### Aim of the task:
The response must contain every line from the records below that has "ambulance".

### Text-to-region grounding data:
——————————

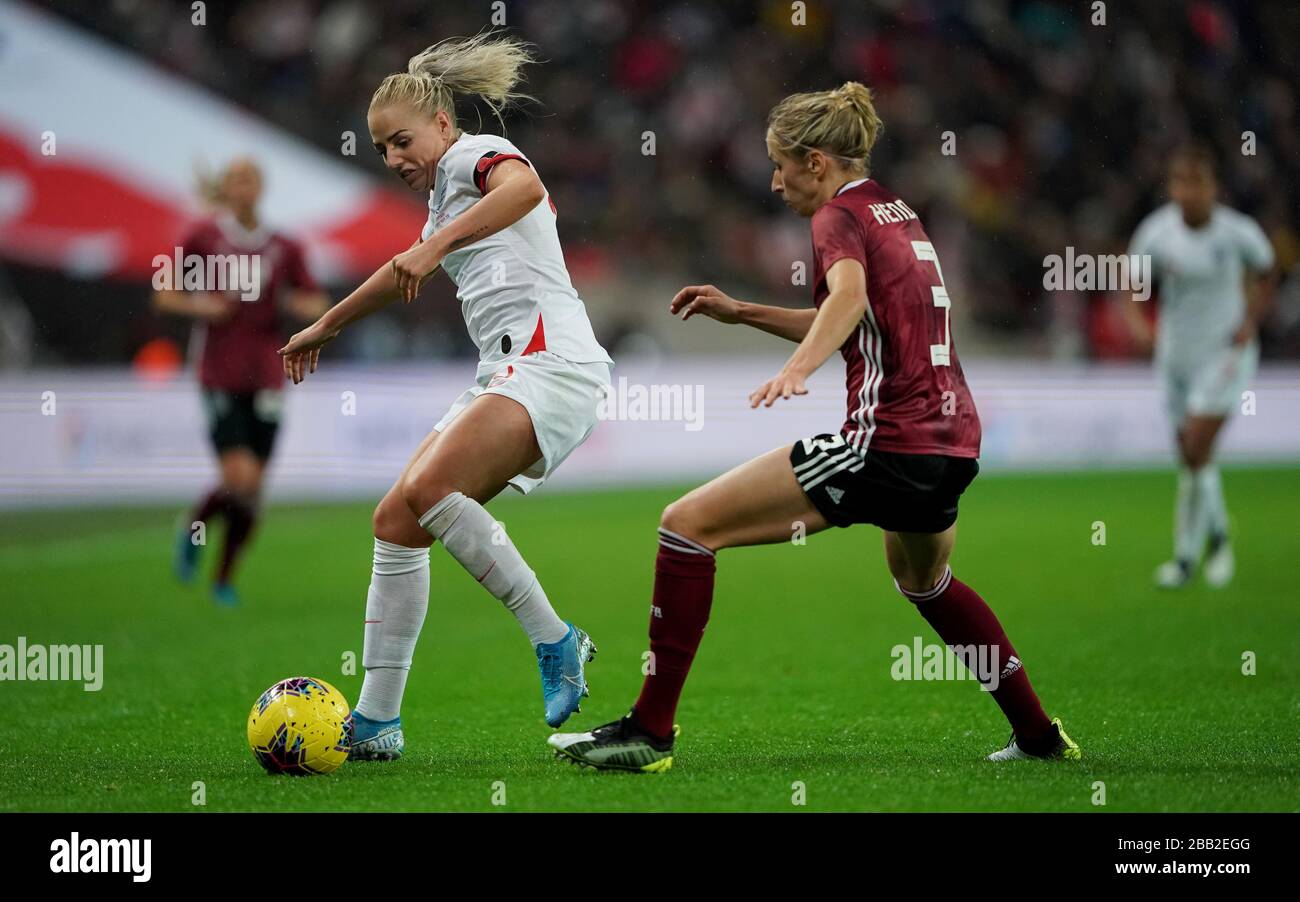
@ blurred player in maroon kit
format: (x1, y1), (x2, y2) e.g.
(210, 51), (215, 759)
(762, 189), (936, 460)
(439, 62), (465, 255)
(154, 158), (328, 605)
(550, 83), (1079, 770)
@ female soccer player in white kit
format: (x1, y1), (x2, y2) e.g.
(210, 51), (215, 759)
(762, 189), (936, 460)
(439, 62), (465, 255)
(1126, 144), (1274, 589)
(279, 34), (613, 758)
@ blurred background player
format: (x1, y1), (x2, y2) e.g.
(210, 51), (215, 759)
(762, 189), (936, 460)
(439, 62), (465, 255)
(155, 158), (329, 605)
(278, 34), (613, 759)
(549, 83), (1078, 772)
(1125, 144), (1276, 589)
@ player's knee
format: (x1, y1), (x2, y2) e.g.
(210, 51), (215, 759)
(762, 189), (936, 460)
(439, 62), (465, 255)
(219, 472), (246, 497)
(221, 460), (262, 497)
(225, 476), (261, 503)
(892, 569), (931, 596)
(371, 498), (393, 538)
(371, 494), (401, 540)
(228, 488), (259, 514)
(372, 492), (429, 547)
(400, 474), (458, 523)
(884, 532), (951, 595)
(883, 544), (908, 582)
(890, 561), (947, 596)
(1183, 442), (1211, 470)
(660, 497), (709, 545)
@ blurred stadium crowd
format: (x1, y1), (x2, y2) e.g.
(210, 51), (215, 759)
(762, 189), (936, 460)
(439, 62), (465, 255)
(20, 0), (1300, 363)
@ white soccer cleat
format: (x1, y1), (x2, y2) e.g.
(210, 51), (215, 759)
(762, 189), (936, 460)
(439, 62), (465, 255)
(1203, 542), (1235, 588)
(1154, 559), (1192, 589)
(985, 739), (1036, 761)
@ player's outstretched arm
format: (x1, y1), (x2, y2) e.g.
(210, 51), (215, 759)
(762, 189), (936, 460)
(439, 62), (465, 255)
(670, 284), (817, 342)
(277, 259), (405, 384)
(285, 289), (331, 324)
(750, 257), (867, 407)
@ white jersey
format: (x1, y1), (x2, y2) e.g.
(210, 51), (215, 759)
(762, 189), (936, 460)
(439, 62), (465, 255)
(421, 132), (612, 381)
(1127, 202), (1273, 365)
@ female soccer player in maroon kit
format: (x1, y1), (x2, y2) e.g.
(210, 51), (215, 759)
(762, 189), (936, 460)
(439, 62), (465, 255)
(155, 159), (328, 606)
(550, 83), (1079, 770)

——————————

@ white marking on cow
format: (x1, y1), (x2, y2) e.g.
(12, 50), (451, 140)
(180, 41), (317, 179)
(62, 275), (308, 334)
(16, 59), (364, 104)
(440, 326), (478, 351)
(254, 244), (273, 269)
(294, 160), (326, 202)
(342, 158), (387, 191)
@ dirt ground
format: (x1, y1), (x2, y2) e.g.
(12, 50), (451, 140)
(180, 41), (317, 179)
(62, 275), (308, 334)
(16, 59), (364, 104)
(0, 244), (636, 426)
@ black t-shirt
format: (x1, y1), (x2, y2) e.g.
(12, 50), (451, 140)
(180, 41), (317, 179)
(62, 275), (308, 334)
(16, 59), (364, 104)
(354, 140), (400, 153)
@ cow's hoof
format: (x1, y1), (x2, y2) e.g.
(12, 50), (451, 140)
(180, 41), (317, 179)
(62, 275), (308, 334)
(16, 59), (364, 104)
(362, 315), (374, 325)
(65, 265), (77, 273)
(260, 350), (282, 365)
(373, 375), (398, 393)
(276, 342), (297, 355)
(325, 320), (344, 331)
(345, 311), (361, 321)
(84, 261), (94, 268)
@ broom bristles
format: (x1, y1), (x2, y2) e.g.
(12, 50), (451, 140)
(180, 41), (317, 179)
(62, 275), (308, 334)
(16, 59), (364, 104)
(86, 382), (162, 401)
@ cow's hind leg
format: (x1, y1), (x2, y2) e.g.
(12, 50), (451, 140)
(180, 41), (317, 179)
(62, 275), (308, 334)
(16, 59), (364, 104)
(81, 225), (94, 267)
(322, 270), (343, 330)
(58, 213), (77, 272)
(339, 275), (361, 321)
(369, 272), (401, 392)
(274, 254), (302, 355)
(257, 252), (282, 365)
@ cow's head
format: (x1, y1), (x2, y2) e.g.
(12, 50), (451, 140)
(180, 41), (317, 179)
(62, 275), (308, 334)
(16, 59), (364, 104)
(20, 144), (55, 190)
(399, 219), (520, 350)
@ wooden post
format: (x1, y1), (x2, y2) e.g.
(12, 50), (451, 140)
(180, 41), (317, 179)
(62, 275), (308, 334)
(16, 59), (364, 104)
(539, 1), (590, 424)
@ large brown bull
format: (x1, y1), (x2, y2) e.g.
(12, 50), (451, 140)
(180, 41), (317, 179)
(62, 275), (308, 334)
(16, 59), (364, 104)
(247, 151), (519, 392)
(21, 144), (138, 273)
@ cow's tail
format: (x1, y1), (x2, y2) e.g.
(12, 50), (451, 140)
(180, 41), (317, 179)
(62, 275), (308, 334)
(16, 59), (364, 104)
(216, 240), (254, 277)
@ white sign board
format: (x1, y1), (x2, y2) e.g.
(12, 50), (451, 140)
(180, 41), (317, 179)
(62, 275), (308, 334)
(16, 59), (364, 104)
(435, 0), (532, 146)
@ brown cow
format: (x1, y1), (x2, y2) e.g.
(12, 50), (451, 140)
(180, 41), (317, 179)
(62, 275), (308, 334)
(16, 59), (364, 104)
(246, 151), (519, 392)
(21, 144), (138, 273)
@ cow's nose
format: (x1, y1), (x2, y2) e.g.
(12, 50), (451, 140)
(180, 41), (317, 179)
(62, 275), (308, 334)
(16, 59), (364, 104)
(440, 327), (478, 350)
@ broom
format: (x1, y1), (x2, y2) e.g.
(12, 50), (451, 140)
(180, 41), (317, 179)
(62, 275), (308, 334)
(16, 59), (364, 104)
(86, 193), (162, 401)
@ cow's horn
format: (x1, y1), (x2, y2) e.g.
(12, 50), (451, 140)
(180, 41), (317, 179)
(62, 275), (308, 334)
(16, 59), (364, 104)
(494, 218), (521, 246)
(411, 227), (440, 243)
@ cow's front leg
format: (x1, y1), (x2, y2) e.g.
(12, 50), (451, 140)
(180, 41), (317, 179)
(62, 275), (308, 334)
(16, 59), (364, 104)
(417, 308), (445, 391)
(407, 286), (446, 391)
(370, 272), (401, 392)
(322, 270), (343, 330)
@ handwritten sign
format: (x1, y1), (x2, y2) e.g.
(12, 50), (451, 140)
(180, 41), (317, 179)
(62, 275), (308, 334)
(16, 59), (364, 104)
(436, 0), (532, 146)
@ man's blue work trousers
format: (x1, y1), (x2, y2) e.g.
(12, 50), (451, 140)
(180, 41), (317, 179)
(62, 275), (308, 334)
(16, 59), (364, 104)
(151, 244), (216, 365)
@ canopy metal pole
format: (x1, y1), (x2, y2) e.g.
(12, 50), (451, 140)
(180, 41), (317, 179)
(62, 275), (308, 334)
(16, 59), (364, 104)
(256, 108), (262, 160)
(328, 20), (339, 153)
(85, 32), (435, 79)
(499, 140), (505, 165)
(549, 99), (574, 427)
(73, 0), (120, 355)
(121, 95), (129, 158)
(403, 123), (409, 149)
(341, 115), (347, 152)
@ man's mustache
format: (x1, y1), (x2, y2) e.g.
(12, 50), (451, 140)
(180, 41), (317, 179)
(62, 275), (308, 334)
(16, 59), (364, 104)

——————————

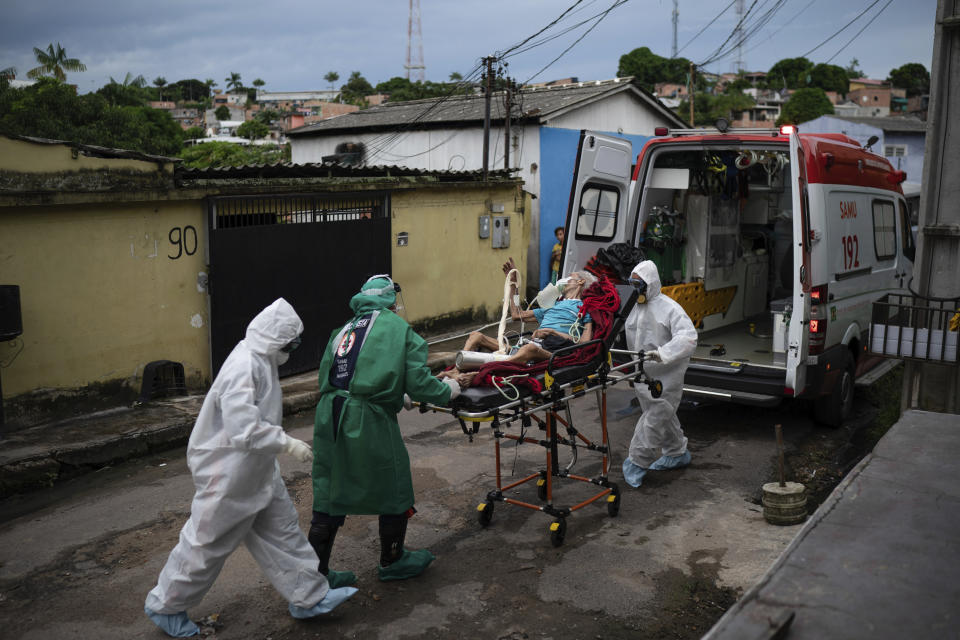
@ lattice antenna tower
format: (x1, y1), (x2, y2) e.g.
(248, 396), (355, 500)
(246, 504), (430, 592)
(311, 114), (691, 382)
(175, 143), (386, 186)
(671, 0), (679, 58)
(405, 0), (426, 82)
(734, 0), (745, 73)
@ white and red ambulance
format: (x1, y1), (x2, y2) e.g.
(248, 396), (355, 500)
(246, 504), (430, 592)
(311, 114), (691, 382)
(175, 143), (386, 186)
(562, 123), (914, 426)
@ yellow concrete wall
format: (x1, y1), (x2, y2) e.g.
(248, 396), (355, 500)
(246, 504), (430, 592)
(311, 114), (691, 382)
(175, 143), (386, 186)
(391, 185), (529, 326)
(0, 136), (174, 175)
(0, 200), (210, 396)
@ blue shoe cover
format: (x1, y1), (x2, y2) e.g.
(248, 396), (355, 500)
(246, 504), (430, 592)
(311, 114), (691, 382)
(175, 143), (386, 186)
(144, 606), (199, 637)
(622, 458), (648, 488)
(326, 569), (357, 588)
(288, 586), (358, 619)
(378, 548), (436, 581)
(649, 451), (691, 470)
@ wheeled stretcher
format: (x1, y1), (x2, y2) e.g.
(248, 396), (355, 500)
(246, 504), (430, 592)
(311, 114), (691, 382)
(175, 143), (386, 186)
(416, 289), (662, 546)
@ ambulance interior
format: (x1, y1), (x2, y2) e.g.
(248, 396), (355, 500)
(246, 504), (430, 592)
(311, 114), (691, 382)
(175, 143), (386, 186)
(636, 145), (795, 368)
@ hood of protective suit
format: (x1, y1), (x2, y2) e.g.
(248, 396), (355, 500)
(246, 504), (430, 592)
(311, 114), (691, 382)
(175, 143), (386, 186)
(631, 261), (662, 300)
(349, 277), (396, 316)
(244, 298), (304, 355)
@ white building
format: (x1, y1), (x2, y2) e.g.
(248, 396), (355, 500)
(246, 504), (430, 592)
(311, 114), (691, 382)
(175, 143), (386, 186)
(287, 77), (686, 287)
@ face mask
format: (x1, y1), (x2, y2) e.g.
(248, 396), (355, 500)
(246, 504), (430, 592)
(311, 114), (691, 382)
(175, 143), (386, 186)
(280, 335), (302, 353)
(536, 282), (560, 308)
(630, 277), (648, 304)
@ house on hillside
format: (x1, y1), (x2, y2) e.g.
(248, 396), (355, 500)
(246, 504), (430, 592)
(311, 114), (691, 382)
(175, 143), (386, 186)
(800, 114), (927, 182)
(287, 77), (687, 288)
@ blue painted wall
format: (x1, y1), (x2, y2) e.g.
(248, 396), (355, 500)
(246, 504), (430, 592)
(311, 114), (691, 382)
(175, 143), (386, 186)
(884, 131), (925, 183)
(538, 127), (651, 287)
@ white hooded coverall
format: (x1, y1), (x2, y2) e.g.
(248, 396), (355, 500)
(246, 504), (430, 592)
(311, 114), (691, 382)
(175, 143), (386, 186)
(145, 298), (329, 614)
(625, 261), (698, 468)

——————————

### Your response:
@ white and red ambulance
@ ambulance interior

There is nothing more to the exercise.